§ TAREA ESCRITA 1
Responde estas preguntas según la columna:
(a) ¿Cuántos años tiene John Waters?
(b) ¿Qué ropa recomienda Waters usar después de los cincuenta?
(c) ¿A qué figura dedica Waters un capítulo entero de su libro?

§ FRAGMENTO CITADO
========================================================================

Yo quería ser como vos
Mis modelos de conducta
Por Patricia Turnes / Jueves 04 de noviembre de 2021
«Warhol y un amigo», fotografía de Robert J. Levin, en «Consejos de un sabelotodo» (p. 94)
Cuando era chica, Patricia Turnes solía inventar múltiples personajes, cada uno con su estilo y su personalidad. Esta capacidad camaleónica la salvó y potenció un proceso creativo que ahora, parafraseando a Fernando Cabrera, desemboca en su nueva columna «Yo quería ser como vos»: un espacio para tratar sobre identidades reales y ficticias que admira y con las que alguna vez soñó en convertirse.
Elige el viejo que quieres ser de mayor
porque esa será tu única elección
«Shiseido», Los Punsetes
A
punto de cumplir cincuenta años me he preguntado varias veces: ¿existe algo así
como una crisis de la mediana edad? Capaz que sí. A todos nos preocupa llegar a
viejos, aunque queramos ocultarlo. John Waters, el cineasta norteamericano de
culto nacido en Baltimore hace setenta y cinco años, escribe en su reciente Consejos de un sabelotodo: «Lo más
difícil para las personas rebeldes es envejecer con elegancia» y agrega «Tienen
dos opciones: la obesidad o la delgadez cadavérica». Estoy de acuerdo con
él.
Leer
el nuevo libro de John Waters me ha interpelado a su vez acerca de qué tipo de
vejez me gustaría tener a mí. Mi consejo favorito del instructivo manual y
testamento de vida escrito por Waters es la parte en la que recomienda el uso
de poleras o ropa que cubra el cuello porque «después de los cincuenta una
remera te hará parecer una persona veinte años mayor». Y esto me lleva a mi
primer modelo de conducta para la edad madura: el atemporal Warhol. Él siempre
siguió el consejo de John: a cierta edad se dio cuenta de que tenía que empezar
a usar poleras y nunca paró.
John
Waters dedica en su libro un capítulo entero a la figura principal del Pop Art.
«El arte de Andy fue completamente polémico y radical y ha envejecido mejor de
lo que él hubiera imaginado [...] créanme que nadie logrará tener una fama tan
original o complicada o duradera en nuestra era». Waters se interroga acerca de
por qué exseguidores, compañeros y socios hoy lo demonizan, ensucian su nombre
con chismes bajos sobre su sexualidad o sobre la autenticidad de su trabajo y
se vuelven más duros con él ahora que está muerto y ya no puede defenderse. Waters
detesta a estos revisionistas que «niegan el poder de Andy para obtener
atención y que tan solo su nombre los ungía con clase y atractivo sexual y una
reputación callejera revolucionaria de bohemia gay y hétero de la cual todavía sacan provecho décadas más tarde
y que aún es imitada por punks, gente de la alta sociedad, raperos e incluso
hackers que se oculta en la oscuridad». Y agrega: «Andy fue alguien antes de
que ustedes siquiera tuviesen alguna idea original, entonces no intenten
modificar la historia, ingratos warholianos que no eran nada antes de que Andy
supiera quiénes eran.»

========================================================================

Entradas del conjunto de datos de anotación
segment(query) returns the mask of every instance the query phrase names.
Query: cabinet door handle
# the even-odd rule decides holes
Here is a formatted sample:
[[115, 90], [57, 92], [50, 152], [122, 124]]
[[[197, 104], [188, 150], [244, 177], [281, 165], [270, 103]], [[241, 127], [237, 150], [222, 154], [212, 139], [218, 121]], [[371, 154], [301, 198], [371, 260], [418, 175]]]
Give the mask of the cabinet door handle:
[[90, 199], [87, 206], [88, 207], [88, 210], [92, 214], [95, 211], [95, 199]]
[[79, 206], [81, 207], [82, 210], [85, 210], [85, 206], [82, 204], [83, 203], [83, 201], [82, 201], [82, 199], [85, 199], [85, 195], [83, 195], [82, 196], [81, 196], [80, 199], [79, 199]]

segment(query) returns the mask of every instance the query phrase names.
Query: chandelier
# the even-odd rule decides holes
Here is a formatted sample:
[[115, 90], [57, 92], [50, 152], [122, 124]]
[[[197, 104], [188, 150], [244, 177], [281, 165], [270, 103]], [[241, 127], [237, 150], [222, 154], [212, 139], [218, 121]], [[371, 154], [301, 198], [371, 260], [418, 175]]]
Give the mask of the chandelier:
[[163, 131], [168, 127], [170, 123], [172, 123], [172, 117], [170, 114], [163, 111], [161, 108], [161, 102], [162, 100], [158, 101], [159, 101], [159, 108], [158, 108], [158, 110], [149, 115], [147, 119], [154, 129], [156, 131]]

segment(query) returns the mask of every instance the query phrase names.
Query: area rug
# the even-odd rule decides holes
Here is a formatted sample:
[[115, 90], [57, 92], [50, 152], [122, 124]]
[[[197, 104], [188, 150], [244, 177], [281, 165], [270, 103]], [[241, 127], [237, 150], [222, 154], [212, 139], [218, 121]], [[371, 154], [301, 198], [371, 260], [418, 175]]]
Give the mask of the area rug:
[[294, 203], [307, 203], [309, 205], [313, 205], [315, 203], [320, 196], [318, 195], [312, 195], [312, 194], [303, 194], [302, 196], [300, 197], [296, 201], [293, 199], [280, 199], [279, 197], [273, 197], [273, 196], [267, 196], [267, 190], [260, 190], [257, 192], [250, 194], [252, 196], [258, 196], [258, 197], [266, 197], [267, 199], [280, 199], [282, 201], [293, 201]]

========================================================================

§ TAREA ESCRITA 2
Devuelve sin cambios el tramo de las entradas que va desde el comienzo de las entradas hasta la línea que contiene "199], [79, 199]]", con ambos extremos incluidos.

§ RESPUESTA FINAL 1
(a) Setenta y cinco años.
(b) Poleras o ropa que cubra el cuello.
(c) A Warhol, la figura principal del Pop Art.

§ RESPUESTA FINAL 2
segment(query) returns the mask of every instance the query phrase names.
Query: cabinet door handle
# the even-odd rule decides holes
Here is a formatted sample:
[[115, 90], [57, 92], [50, 152], [122, 124]]
[[[197, 104], [188, 150], [244, 177], [281, 165], [270, 103]], [[241, 127], [237, 150], [222, 154], [212, 139], [218, 121]], [[371, 154], [301, 198], [371, 260], [418, 175]]]
Give the mask of the cabinet door handle:
[[90, 199], [87, 206], [88, 207], [88, 210], [92, 214], [95, 211], [95, 199]]
[[79, 206], [81, 207], [82, 210], [85, 210], [85, 206], [82, 204], [83, 203], [83, 201], [82, 201], [82, 199], [85, 199], [85, 195], [83, 195], [82, 196], [81, 196], [80, 199], [79, 199]]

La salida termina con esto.